TESSA DOOMS | SA must raise its expectation of the leadership we deserve

Ramaphosa's inaction indicates he has no wish to raise the very low bar set by Zuma

President Cyril Ramaphosa fiddles on the issue of political direction as SA burns. Ramaphosa is yet to appoint a minister of electricity and reshuffle his cabinet.
President Cyril Ramaphosa fiddles on the issue of political direction as SA burns. Ramaphosa is yet to appoint a minister of electricity and reshuffle his cabinet. (Michael Walker)

Is the president up to the task of leading the country out of the many crises we face? The initial "Ramaphoria" has died down. President Cyril Ramaphosa entered the presidency on the back of the ousting of former president Jacob Zuma, and a wave of support for his promises, vague as they were, of a "New Dawn".

Emerging to the top job in the country in a political climate where the overwhelming calls were for "anyone but Zuma", Ramaphosa was set a very low bar to clear to be the best man for the job. People were willing to overlook his role in Zuma’s cabinet as deputy president. Accusations about his political involvement in the 2021 Marikana Massacre were hushed. A path was cleared for him to become the next president with his only intervention being “Thuma Mina (Send Me)”.

So low was the bar that Ramaphosa did not need to cast a clear vision of the future he wanted to lead SA into. As a vision, the "New Ddawn" was more poetic than substantive, anchored on a promise that was limited to ending the corruption under the Zuma administration rather than inspiring bold and pragmatic plan to depoliticise the state, reconfigure political networks and break the back of patronage-based politics that enables corruption far beyond the Guptas or Zuma associates.

The bar was set low, but Ramaphosa has proven to have no ambitions to raise it. In the first week of December 2022, it was widely reported that Ramaphosa planned to resign. The rumoured resignation was touted amid an impending impeachment vote in parliament over the outcomes of an independent legal panel report that found that there was sufficient cause for parliament to further probe and debate whether the president’s actions during the Phala Phala farm scandal amounted to a contravention of his oath of office.

In the weeks leading up to the ANC elective conference later that month, senior ANC leaders, including Gwede Mantashe and Ronald Lamola, confirmed on public platforms that the president had offered to resign but had been convinced to remain in office.

This fits a larger narrative that has for years suggested that Ramaphosa needs to be politically protected. In 2018 when he first took office, Ramaphosa was shielded from criticism with arguments made that the balance of forces within the ANC were against him because he inherited Zuma’s cabinet and had a marginal win in the 2017 Nasrac conference.

Stored dataset items
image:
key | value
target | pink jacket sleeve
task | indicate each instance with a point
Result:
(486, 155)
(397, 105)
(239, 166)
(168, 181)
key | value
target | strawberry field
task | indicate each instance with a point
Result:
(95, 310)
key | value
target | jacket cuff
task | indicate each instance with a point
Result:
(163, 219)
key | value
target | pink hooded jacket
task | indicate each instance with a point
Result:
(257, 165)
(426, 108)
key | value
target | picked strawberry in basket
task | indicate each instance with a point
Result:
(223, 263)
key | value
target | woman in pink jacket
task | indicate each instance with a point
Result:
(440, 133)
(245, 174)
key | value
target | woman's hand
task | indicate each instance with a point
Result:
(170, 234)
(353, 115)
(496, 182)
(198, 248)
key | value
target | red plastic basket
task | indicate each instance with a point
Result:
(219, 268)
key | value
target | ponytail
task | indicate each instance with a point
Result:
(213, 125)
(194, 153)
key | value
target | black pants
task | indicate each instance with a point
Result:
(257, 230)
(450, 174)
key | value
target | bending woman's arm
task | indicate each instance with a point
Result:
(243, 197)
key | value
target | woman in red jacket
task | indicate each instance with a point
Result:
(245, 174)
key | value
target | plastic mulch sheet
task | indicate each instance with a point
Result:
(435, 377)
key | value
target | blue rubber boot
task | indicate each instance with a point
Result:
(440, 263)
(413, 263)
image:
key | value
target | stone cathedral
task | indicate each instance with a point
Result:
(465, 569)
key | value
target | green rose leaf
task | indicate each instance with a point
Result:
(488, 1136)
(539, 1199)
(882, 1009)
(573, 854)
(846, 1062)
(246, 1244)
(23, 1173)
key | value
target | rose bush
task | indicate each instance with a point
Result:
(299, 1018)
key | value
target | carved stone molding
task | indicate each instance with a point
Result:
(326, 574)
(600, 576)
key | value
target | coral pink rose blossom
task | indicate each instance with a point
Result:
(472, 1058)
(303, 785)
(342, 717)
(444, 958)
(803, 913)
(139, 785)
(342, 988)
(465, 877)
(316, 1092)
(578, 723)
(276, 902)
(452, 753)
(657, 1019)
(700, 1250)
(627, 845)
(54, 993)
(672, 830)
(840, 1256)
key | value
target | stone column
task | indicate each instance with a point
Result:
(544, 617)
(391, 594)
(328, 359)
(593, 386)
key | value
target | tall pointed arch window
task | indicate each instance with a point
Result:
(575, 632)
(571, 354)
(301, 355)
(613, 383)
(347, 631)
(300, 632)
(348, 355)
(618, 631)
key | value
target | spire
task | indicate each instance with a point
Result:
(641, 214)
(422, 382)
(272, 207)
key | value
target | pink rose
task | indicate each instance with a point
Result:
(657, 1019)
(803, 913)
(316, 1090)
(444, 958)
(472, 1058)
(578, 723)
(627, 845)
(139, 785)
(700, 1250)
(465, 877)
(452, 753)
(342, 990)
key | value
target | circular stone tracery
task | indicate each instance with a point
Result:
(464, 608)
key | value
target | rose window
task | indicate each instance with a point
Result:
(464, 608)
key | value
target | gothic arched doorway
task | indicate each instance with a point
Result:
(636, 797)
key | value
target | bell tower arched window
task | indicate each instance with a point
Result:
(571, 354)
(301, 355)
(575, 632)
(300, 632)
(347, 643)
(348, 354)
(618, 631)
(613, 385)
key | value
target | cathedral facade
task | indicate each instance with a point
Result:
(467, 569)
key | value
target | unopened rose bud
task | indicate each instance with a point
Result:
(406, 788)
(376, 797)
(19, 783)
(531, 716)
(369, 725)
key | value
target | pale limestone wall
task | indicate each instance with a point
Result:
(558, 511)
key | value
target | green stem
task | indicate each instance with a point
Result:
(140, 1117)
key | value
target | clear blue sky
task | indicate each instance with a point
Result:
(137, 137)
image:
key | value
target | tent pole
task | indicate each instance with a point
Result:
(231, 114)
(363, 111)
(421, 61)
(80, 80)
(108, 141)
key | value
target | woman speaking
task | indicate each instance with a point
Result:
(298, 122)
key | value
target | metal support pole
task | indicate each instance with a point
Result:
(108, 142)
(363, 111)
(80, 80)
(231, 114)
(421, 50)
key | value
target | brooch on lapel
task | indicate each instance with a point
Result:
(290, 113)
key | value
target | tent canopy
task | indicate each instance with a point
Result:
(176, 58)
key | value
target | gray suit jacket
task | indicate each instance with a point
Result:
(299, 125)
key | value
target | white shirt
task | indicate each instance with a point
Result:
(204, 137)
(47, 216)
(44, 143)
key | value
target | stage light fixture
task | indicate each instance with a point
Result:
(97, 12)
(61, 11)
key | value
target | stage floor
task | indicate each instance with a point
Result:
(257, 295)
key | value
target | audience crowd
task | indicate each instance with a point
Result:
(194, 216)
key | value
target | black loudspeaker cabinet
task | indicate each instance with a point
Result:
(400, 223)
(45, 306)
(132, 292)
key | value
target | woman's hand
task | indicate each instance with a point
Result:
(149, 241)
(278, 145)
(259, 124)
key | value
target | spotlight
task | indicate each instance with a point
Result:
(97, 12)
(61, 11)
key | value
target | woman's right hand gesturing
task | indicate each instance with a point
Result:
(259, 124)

WORK ITEM A:
Check each statement against the column on Ramaphosa's leadership and say whether it agrees with the text. Answer yes or no for each, quoting the deciding words exactly.
(i) Ramaphosa served as deputy president in Zuma's cabinet.
(ii) Gwede Mantashe and Ronald Lamola publicly stated that the president had resigned from office.
(iii) Ramaphosa has appointed a minister of electricity.
WORK ITEM B:
Resume the column on Ramaphosa's leadership from the point where it stops.

ANSWER BOX A:
(i) Yes: "People were willing to overlook his role in Zuma’s cabinet as deputy president."
(ii) No: "confirmed on public platforms that the president had offered to resign but had been convinced to remain in office."
(iii) No: "Ramaphosa is yet to appoint a minister of electricity and reshuffle his cabinet."

ANSWER BOX B:
The irony was that even with a narrow win Ramaphosa was able unseat Zuma more than a year before his term ended, but was not politically strong enough to set his own agenda with people he trusted.

Post the 2019 election victory, Ramaphosa has been shielded from accountability by people committed to the idea that he was politically hamstrung by a factional ANC. His continued indecision on policy direction, underperforming ministers and managing political tensions like those that led to the 2021 July riots have been glibly chalked down to the president having a week political hand.

Even now, after what his ANC supporters have called a resounding win at the 2022 ANC conference, with an NEC stacked in his favour, we continue to watch the country deteriorate under the political leadership of a president who is at best reactive and routinely tentative, unsure, slow to action, unaccountable and deeply uninspiring, who has all but told the nation that he would rather be tending to his farm than taking on the sacred tasks of presidency.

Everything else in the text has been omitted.